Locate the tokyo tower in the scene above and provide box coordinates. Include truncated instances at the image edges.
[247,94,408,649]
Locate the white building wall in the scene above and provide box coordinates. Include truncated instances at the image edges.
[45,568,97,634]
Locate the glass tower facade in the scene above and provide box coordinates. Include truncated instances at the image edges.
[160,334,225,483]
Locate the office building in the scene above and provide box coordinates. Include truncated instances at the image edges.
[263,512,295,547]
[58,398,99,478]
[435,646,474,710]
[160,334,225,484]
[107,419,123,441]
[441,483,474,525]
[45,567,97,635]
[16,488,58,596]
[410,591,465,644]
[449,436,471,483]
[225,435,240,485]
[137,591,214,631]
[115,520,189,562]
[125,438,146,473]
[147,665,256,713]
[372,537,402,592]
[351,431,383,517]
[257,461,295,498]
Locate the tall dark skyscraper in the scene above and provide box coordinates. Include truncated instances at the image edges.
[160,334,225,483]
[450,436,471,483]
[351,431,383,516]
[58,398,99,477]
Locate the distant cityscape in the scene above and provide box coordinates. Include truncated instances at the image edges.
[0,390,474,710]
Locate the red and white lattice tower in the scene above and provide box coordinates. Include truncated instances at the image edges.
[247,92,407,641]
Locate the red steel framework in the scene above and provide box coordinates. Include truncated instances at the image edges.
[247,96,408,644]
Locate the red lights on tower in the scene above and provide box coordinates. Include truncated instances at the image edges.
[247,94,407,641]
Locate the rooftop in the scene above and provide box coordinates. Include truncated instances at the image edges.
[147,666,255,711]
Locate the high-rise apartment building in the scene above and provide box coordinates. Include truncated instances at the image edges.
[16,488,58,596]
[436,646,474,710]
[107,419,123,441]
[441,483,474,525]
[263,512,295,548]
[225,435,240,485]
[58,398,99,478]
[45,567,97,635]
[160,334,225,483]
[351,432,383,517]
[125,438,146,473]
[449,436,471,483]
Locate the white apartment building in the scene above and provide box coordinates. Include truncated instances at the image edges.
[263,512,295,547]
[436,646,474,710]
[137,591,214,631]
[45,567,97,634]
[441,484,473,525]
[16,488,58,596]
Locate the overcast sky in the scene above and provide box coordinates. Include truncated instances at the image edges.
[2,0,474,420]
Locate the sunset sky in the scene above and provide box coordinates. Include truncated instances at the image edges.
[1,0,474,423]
################
§ **What is asked**: Render all of the items above as a numbered list, omitting any blank lines.

§ **Exercise result**:
1. Locate the tokyo tower in the scene above and provide box coordinates. Include truncated instances at the image edges.
2. [247,94,408,649]
3. Locate the white building wall in the scene above and provide box coordinates. Include truncated instances at the image edges.
4. [45,568,97,634]
5. Locate the glass tower facade in the scene above and provide box coordinates. Include truncated instances at the image edges.
6. [160,334,225,483]
7. Locate the office building in the scene above and provide box coordinates. Include truncated instances at the image edges.
8. [263,512,295,547]
9. [58,398,99,478]
10. [435,646,474,710]
11. [160,334,225,484]
12. [107,419,123,441]
13. [441,483,474,525]
14. [45,567,97,635]
15. [16,488,58,596]
16. [410,591,465,644]
17. [449,436,471,483]
18. [225,435,240,485]
19. [137,591,214,631]
20. [115,520,189,562]
21. [125,438,146,473]
22. [147,665,256,713]
23. [372,537,402,592]
24. [351,431,383,517]
25. [257,461,295,498]
26. Locate the tall dark skyscraper in the scene above and provide box coordinates. Include truncated instances at the image edges.
27. [160,334,225,483]
28. [450,436,471,483]
29. [351,431,383,516]
30. [58,398,99,477]
31. Locate the distant cityscape in the scene above and provide box coordinates. Include truncated instances at the image edges.
32. [0,390,474,710]
33. Locate the red and white lattice tower in the scene above and provide box coordinates. Include truncated instances at the image edges.
34. [247,92,407,641]
35. Locate the red steel framework in the scene above and provide box coordinates. Include truncated instances at the image edges.
36. [247,96,408,644]
37. Locate the red lights on tower in the scene above and provide box coordinates. Include truncated instances at the image edges.
38. [247,94,407,641]
39. Locate the rooftop in the scene above and provide box coordinates. Include truncated instances at the image edges.
40. [147,666,255,711]
41. Locate the high-rise apartment building in the scene above and provide box coordinates. Include truncated instances at the image edges.
42. [16,488,58,596]
43. [436,646,474,710]
44. [107,419,123,441]
45. [441,483,474,525]
46. [263,512,295,548]
47. [225,435,240,485]
48. [58,398,99,478]
49. [45,567,97,635]
50. [160,334,225,483]
51. [351,432,383,517]
52. [125,438,146,473]
53. [449,436,471,483]
54. Locate the white apartment building in the scene above and provide box coordinates. Include truncated instances at the image edges.
55. [263,512,295,547]
56. [436,646,474,710]
57. [137,591,214,631]
58. [45,567,97,634]
59. [441,484,473,525]
60. [16,488,58,596]
61. Locate the overcast sky in the scene above and provide box coordinates. Include truncated instances at the image edges.
62. [2,0,474,420]
63. Locate the sunset sky in the scene above and provide box coordinates. Include truncated instances at the image edges.
64. [1,0,474,423]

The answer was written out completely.